**WORK INSTRUCTIONS:** Resume the curriculum unit description on adolescent health and social problem solving, writing what follows its last sentence.

Facing this reality prompted me to write a curriculum that focuses on adolescents’ social problem solving and health issues. There are several goals that I would like to achieve ln creating this unit:
To help students to improve school attendance and academic standing by having a better relationship with parents, friends, teachers and with the school environment in general.
To teach students how to stay ln good health by helping them to learn about good habits of hygiene and nutrition.
To teach students the basic principles of how to avoid contagious diseases.
I will also include in this unit the importance of keeping first aid kits in the students’ homes and help them learn how to use them. It is of major interest to me that the students teach their parents many of the things they learn from this unit, including how to take a person’s temperature, how to read the thermometer, and how to select and prepare healthy meals.
I have entitled my unit “A Sense of Wonder” because of my interest of awakening in my students an inner motivation to wonder about life, about themselves, and about many other things related to the human condition and stages of life: childhood, adolescence and adulthood. In this unit I will present material in a simple and clear manner, allowing the students opportunities to read, discuss, observe and manipulate things oriented to achieve the goals of this curriculum.
With the idea that students can address their own needs and help their families in cases of emergency, they will prepare their own kits by filling them with useful information that should be kept at home such as: what to do about acne, tips to avoid insomnia, what to do if they have dandruff, etc. I will also include things that concern the entire family including: a nutrient table to enable the parents and students to prepare better and more balanced meals, and sample recipes.
I would also try to include a list of simple goals that would help students to improve their behavior and their study habits.

**RAW DATA:**
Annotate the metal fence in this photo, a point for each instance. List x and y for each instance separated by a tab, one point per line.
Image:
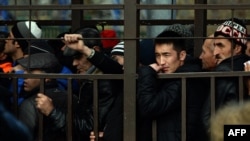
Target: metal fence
132	24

**WRITTEN RESPONSE:**
This unit is designed to be taught in four weeks. During the first week I intend to arouse in my students an interest for themselves, their families, their teachers and their friends. I hope that they will begin to see themselves and others as human beings and as physical bodies with physical needs. We will discuss how all humans experience the same feelings, including, among others, happiness, love, anxiety, fear, and frustration. We will also look at different strategies that help us to cope with these emotions.
The curriculum for the second week would center around learning how to keep in good health. In discussing good nutrition we will talk about the nutrients that are in the food we eat. We will learn how to select a well balanced diet, avoiding excessive fat, junk foods, and other poor eating habits.
The third week of my curriculum would focus on hygiene, sleeping habits, and how to avoid contagious diseases. During this week we will also learn about the importance of keeping a first aid kit in the house in case of emergencies. Students will be trained in how to use a thermometer, how to read a temperature, and how to keep a record. I will expand my unit into the area of mathematics at this point by having the students prepare grids for record keeping, and teaching them to plot and read graphs.